## START EXERCISE DATA

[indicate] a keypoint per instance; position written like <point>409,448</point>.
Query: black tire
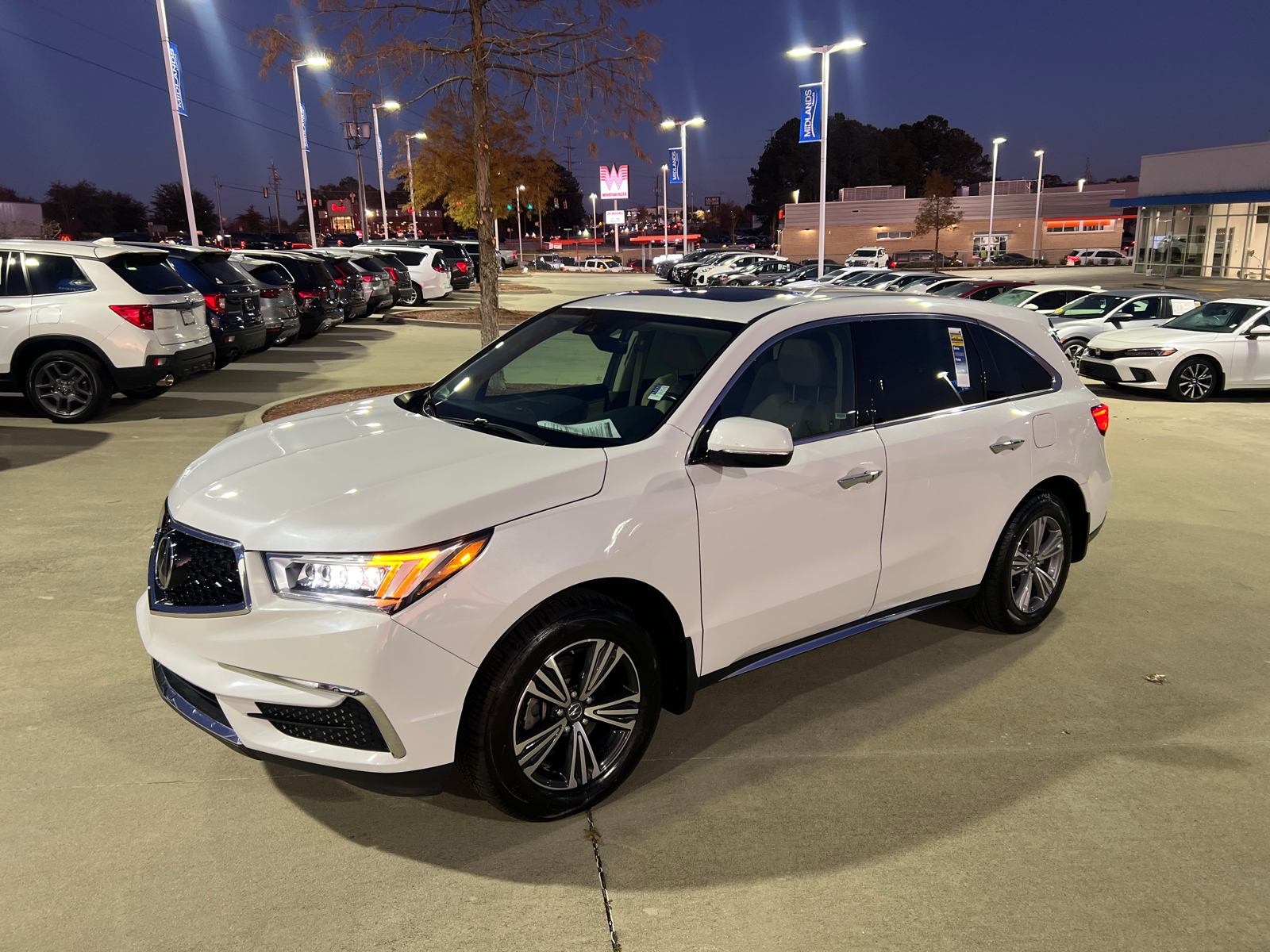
<point>145,393</point>
<point>503,715</point>
<point>1194,380</point>
<point>67,386</point>
<point>1011,578</point>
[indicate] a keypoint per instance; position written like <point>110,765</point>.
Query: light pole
<point>595,225</point>
<point>666,217</point>
<point>825,51</point>
<point>992,200</point>
<point>683,164</point>
<point>520,235</point>
<point>169,57</point>
<point>1041,182</point>
<point>410,165</point>
<point>321,61</point>
<point>379,155</point>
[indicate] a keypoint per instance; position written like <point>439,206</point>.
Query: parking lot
<point>926,785</point>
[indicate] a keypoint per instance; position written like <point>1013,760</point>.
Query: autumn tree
<point>567,61</point>
<point>937,213</point>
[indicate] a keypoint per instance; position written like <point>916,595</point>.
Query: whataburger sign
<point>615,182</point>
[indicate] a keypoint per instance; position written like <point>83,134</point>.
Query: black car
<point>233,304</point>
<point>318,296</point>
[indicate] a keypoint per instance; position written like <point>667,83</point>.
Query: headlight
<point>384,581</point>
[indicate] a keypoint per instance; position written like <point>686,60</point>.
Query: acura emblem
<point>165,562</point>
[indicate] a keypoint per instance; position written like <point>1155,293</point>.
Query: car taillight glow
<point>1102,416</point>
<point>140,315</point>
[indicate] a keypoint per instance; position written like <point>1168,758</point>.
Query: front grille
<point>1100,371</point>
<point>347,725</point>
<point>190,571</point>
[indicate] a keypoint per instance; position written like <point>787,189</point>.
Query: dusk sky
<point>1106,82</point>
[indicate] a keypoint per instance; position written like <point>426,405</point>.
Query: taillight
<point>1102,416</point>
<point>140,315</point>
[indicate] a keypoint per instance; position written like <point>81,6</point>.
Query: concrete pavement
<point>924,786</point>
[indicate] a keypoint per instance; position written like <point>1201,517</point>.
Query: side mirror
<point>743,441</point>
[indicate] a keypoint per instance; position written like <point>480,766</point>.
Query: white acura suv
<point>620,501</point>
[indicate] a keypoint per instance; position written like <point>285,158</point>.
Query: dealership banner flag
<point>175,65</point>
<point>810,113</point>
<point>676,167</point>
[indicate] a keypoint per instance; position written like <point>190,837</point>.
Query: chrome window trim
<point>201,611</point>
<point>381,720</point>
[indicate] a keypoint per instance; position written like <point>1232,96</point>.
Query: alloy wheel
<point>577,715</point>
<point>1195,381</point>
<point>64,389</point>
<point>1038,564</point>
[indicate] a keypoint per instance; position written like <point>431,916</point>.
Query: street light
<point>825,51</point>
<point>594,222</point>
<point>410,165</point>
<point>992,201</point>
<point>169,54</point>
<point>1041,182</point>
<point>666,217</point>
<point>379,155</point>
<point>668,124</point>
<point>520,235</point>
<point>319,61</point>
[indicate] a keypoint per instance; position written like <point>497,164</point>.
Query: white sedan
<point>624,501</point>
<point>1218,346</point>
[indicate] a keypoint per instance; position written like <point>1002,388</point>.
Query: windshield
<point>1091,306</point>
<point>1214,317</point>
<point>1013,298</point>
<point>579,378</point>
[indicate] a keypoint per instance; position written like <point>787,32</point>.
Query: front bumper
<point>311,655</point>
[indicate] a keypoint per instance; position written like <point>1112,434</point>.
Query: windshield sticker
<point>959,362</point>
<point>601,429</point>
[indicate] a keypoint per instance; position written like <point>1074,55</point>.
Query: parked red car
<point>979,290</point>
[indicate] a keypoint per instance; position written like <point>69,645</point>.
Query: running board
<point>783,653</point>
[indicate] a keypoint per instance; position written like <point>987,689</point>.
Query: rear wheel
<point>1029,566</point>
<point>1194,380</point>
<point>67,386</point>
<point>562,710</point>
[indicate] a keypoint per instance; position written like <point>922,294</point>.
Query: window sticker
<point>601,429</point>
<point>959,361</point>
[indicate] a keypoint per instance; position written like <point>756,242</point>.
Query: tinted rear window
<point>150,274</point>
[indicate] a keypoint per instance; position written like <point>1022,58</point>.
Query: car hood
<point>1155,336</point>
<point>370,476</point>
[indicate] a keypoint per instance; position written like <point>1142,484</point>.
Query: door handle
<point>1006,444</point>
<point>859,479</point>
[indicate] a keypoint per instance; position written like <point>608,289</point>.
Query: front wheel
<point>562,710</point>
<point>1029,566</point>
<point>1075,349</point>
<point>1194,380</point>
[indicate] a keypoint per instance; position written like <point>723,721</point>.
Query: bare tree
<point>937,213</point>
<point>568,61</point>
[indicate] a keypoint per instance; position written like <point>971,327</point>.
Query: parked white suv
<point>83,321</point>
<point>620,501</point>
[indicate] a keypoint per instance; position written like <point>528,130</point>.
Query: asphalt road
<point>924,786</point>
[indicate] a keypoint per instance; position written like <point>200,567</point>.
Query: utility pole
<point>277,201</point>
<point>356,141</point>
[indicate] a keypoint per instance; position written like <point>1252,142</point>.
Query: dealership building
<point>1068,217</point>
<point>1204,213</point>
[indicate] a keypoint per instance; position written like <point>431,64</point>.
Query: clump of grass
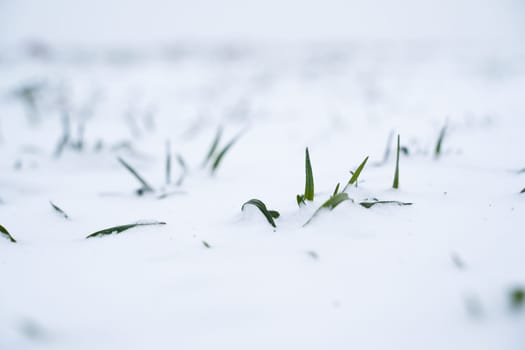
<point>355,174</point>
<point>517,298</point>
<point>146,187</point>
<point>437,149</point>
<point>331,203</point>
<point>121,228</point>
<point>369,204</point>
<point>270,215</point>
<point>309,182</point>
<point>6,233</point>
<point>59,210</point>
<point>396,174</point>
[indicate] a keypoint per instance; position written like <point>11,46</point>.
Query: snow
<point>434,275</point>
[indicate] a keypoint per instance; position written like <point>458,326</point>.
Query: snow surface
<point>379,278</point>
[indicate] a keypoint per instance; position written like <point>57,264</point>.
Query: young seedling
<point>309,182</point>
<point>396,174</point>
<point>121,228</point>
<point>59,210</point>
<point>6,233</point>
<point>331,203</point>
<point>184,167</point>
<point>369,204</point>
<point>268,214</point>
<point>355,174</point>
<point>517,298</point>
<point>168,163</point>
<point>145,186</point>
<point>437,150</point>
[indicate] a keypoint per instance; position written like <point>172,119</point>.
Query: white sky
<point>157,21</point>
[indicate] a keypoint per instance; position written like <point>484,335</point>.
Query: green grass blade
<point>145,186</point>
<point>184,167</point>
<point>59,210</point>
<point>309,183</point>
<point>396,175</point>
<point>121,228</point>
<point>369,204</point>
<point>6,233</point>
<point>268,214</point>
<point>213,147</point>
<point>331,204</point>
<point>221,154</point>
<point>517,298</point>
<point>168,163</point>
<point>356,173</point>
<point>437,150</point>
<point>336,189</point>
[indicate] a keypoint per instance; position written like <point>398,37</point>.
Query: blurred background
<point>146,22</point>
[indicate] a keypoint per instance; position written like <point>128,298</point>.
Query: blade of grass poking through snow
<point>370,204</point>
<point>168,163</point>
<point>336,189</point>
<point>331,203</point>
<point>437,150</point>
<point>59,210</point>
<point>309,185</point>
<point>222,153</point>
<point>182,164</point>
<point>121,228</point>
<point>145,186</point>
<point>355,174</point>
<point>213,147</point>
<point>396,174</point>
<point>309,181</point>
<point>6,233</point>
<point>268,214</point>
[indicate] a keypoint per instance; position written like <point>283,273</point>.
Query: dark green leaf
<point>309,185</point>
<point>121,228</point>
<point>59,210</point>
<point>437,150</point>
<point>221,154</point>
<point>300,200</point>
<point>396,175</point>
<point>268,214</point>
<point>336,189</point>
<point>357,172</point>
<point>6,233</point>
<point>145,186</point>
<point>168,163</point>
<point>372,203</point>
<point>331,203</point>
<point>517,298</point>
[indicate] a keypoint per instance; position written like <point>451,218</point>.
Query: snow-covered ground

## END EXERCISE DATA

WHAT YOU ARE ASKED TO DO ▸
Turn every line of the records above into a JSON list of strings, one string per line, with blank lines dropped. Leave the pictures out of the answer.

FULL RESPONSE ▸
[
  "[indicate] a keypoint per instance; position written like <point>409,448</point>.",
  "Query: black tire",
  "<point>145,393</point>",
  "<point>503,715</point>",
  "<point>1194,380</point>",
  "<point>67,386</point>",
  "<point>1011,578</point>",
  "[indicate] a keypoint per instance; position written like <point>110,765</point>.",
  "Query: light pole",
  "<point>595,225</point>",
  "<point>666,217</point>",
  "<point>825,51</point>",
  "<point>992,200</point>",
  "<point>683,164</point>",
  "<point>520,235</point>",
  "<point>169,57</point>",
  "<point>1041,182</point>",
  "<point>410,165</point>",
  "<point>321,61</point>",
  "<point>379,155</point>",
  "[indicate] a keypoint per instance; position written like <point>439,206</point>.",
  "Query: parking lot",
  "<point>926,785</point>",
  "[indicate] a keypoint per instance; position written like <point>1013,760</point>.",
  "Query: autumn tree",
  "<point>567,61</point>",
  "<point>937,213</point>",
  "[indicate] a keypoint per instance; position written like <point>916,595</point>.",
  "Query: whataburger sign",
  "<point>615,182</point>",
  "[indicate] a keypoint per instance; position written like <point>83,134</point>.",
  "Query: black car",
  "<point>233,304</point>",
  "<point>318,296</point>",
  "[indicate] a keypoint per instance; position written like <point>667,83</point>.",
  "Query: headlight",
  "<point>384,581</point>",
  "[indicate] a keypoint per instance; position written like <point>686,60</point>.",
  "Query: acura emblem",
  "<point>165,562</point>",
  "[indicate] a keypoint per instance; position written like <point>1155,293</point>.",
  "Query: car taillight glow",
  "<point>1102,416</point>",
  "<point>140,315</point>",
  "[indicate] a keypoint per instance; position written like <point>1168,758</point>.",
  "Query: front grille",
  "<point>1100,371</point>",
  "<point>347,725</point>",
  "<point>190,571</point>",
  "[indicate] a keypoint per instance; position written like <point>787,189</point>.",
  "Query: dusk sky",
  "<point>1106,82</point>",
  "[indicate] a keypoint per instance; position written like <point>426,405</point>.",
  "Query: taillight",
  "<point>1102,416</point>",
  "<point>140,315</point>",
  "[indicate] a keypoint per instance; position written like <point>81,6</point>.",
  "Query: concrete pavement",
  "<point>924,786</point>",
  "[indicate] a keypoint per instance; position written like <point>1201,517</point>.",
  "Query: side mirror",
  "<point>743,441</point>",
  "[indicate] a keypoint per instance; position written like <point>480,766</point>.",
  "Query: white acura suv",
  "<point>620,501</point>",
  "[indicate] a keypoint per instance; position written like <point>285,158</point>.",
  "Query: dealership banner flag",
  "<point>175,65</point>",
  "<point>810,113</point>",
  "<point>676,167</point>",
  "[indicate] a keypoint per instance; position written like <point>190,837</point>.",
  "Query: chrome window trim",
  "<point>201,611</point>",
  "<point>381,720</point>",
  "[indicate] a keypoint per instance; position written like <point>1232,96</point>.",
  "Query: alloy wheel",
  "<point>577,715</point>",
  "<point>1195,381</point>",
  "<point>64,389</point>",
  "<point>1038,564</point>",
  "[indicate] a keypoint per instance; position written like <point>431,916</point>.",
  "Query: street light",
  "<point>825,51</point>",
  "<point>594,222</point>",
  "<point>410,165</point>",
  "<point>992,201</point>",
  "<point>169,54</point>",
  "<point>1041,182</point>",
  "<point>666,217</point>",
  "<point>379,155</point>",
  "<point>668,124</point>",
  "<point>520,235</point>",
  "<point>319,61</point>",
  "[indicate] a keypoint per instance; position written like <point>497,164</point>.",
  "Query: white sedan",
  "<point>624,501</point>",
  "<point>1218,346</point>",
  "[indicate] a keypoint per instance; position written like <point>1002,388</point>.",
  "Query: windshield",
  "<point>1091,306</point>",
  "<point>1214,317</point>",
  "<point>1013,298</point>",
  "<point>579,378</point>",
  "[indicate] a keypoint per instance; position written like <point>787,32</point>.",
  "Query: front bumper",
  "<point>311,655</point>",
  "[indicate] a keypoint per instance; position written like <point>1112,434</point>.",
  "Query: windshield sticker",
  "<point>959,362</point>",
  "<point>601,429</point>",
  "[indicate] a keypoint per instance; position written like <point>1074,55</point>.",
  "Query: parked red car",
  "<point>979,290</point>",
  "[indicate] a keypoint per instance; position written like <point>69,645</point>.",
  "Query: running board",
  "<point>783,653</point>",
  "[indicate] a keypoint per instance; position written like <point>987,689</point>.",
  "Query: rear wheel",
  "<point>1029,566</point>",
  "<point>1194,380</point>",
  "<point>67,386</point>",
  "<point>562,710</point>",
  "[indicate] a keypoint per instance; position written like <point>922,294</point>.",
  "Query: window sticker",
  "<point>601,429</point>",
  "<point>959,361</point>",
  "[indicate] a keypoint per instance; position written like <point>756,242</point>.",
  "Query: tinted rear window",
  "<point>150,274</point>",
  "[indicate] a keypoint per instance; position written like <point>1022,58</point>.",
  "Query: car hood",
  "<point>1155,336</point>",
  "<point>370,476</point>",
  "[indicate] a keypoint per instance; position written like <point>1142,484</point>.",
  "Query: door handle",
  "<point>1006,444</point>",
  "<point>859,479</point>",
  "[indicate] a keypoint per instance; position written like <point>608,289</point>.",
  "Query: front wheel",
  "<point>562,710</point>",
  "<point>1029,566</point>",
  "<point>1075,349</point>",
  "<point>1194,380</point>",
  "[indicate] a keypoint per instance; position written like <point>723,721</point>.",
  "Query: bare tree",
  "<point>937,213</point>",
  "<point>568,61</point>",
  "[indicate] a keypoint per instance; position written like <point>971,327</point>.",
  "Query: parked white suv",
  "<point>83,321</point>",
  "<point>620,501</point>",
  "[indicate] a keypoint per instance; position written like <point>528,130</point>.",
  "Query: asphalt road",
  "<point>924,786</point>",
  "[indicate] a keypoint per instance; position written like <point>200,567</point>.",
  "Query: utility pole",
  "<point>277,201</point>",
  "<point>356,141</point>",
  "[indicate] a keypoint per instance; position written like <point>1252,142</point>.",
  "Query: dealership building",
  "<point>1068,217</point>",
  "<point>1204,213</point>",
  "[indicate] a keypoint per instance; position written like <point>431,64</point>.",
  "Query: clump of grass",
  "<point>355,174</point>",
  "<point>517,298</point>",
  "<point>146,187</point>",
  "<point>437,149</point>",
  "<point>331,203</point>",
  "<point>121,228</point>",
  "<point>369,204</point>",
  "<point>270,215</point>",
  "<point>309,182</point>",
  "<point>6,233</point>",
  "<point>59,210</point>",
  "<point>396,174</point>",
  "[indicate] a keypoint per instance; position written like <point>11,46</point>.",
  "Query: snow",
  "<point>434,275</point>",
  "[indicate] a keypoint per instance; position written like <point>458,326</point>.",
  "Query: snow surface",
  "<point>379,278</point>",
  "[indicate] a keypoint per instance; position written like <point>57,264</point>.",
  "Query: young seedling",
  "<point>309,182</point>",
  "<point>396,174</point>",
  "<point>121,228</point>",
  "<point>59,210</point>",
  "<point>6,233</point>",
  "<point>331,203</point>",
  "<point>184,167</point>",
  "<point>369,204</point>",
  "<point>268,214</point>",
  "<point>355,174</point>",
  "<point>517,298</point>",
  "<point>168,163</point>",
  "<point>145,186</point>",
  "<point>437,150</point>",
  "[indicate] a keypoint per instance; position written like <point>172,119</point>.",
  "Query: white sky",
  "<point>157,21</point>",
  "[indicate] a keypoint per instance; position written like <point>484,335</point>.",
  "Query: green grass blade",
  "<point>145,186</point>",
  "<point>184,167</point>",
  "<point>59,210</point>",
  "<point>309,183</point>",
  "<point>396,175</point>",
  "<point>121,228</point>",
  "<point>369,204</point>",
  "<point>6,233</point>",
  "<point>268,214</point>",
  "<point>213,147</point>",
  "<point>331,204</point>",
  "<point>221,154</point>",
  "<point>517,298</point>",
  "<point>168,163</point>",
  "<point>356,173</point>",
  "<point>437,150</point>",
  "<point>336,189</point>",
  "[indicate] a keypoint per instance; position written like <point>398,37</point>.",
  "Query: blurred background",
  "<point>146,22</point>",
  "[indicate] a keypoint per instance; position written like <point>128,298</point>.",
  "Query: blade of grass poking through snow",
  "<point>370,204</point>",
  "<point>168,163</point>",
  "<point>336,189</point>",
  "<point>331,203</point>",
  "<point>437,150</point>",
  "<point>59,210</point>",
  "<point>309,185</point>",
  "<point>222,153</point>",
  "<point>182,164</point>",
  "<point>121,228</point>",
  "<point>145,186</point>",
  "<point>355,174</point>",
  "<point>213,147</point>",
  "<point>396,174</point>",
  "<point>309,181</point>",
  "<point>6,233</point>",
  "<point>268,214</point>",
  "[indicate] a keypoint per instance; position written like <point>283,273</point>.",
  "Query: dark green leaf",
  "<point>309,185</point>",
  "<point>121,228</point>",
  "<point>59,210</point>",
  "<point>437,150</point>",
  "<point>221,154</point>",
  "<point>300,200</point>",
  "<point>396,175</point>",
  "<point>268,214</point>",
  "<point>336,189</point>",
  "<point>357,172</point>",
  "<point>6,233</point>",
  "<point>145,186</point>",
  "<point>168,163</point>",
  "<point>372,203</point>",
  "<point>331,203</point>",
  "<point>517,298</point>",
  "[indicate] a keypoint per instance; position written like <point>451,218</point>.",
  "Query: snow-covered ground"
]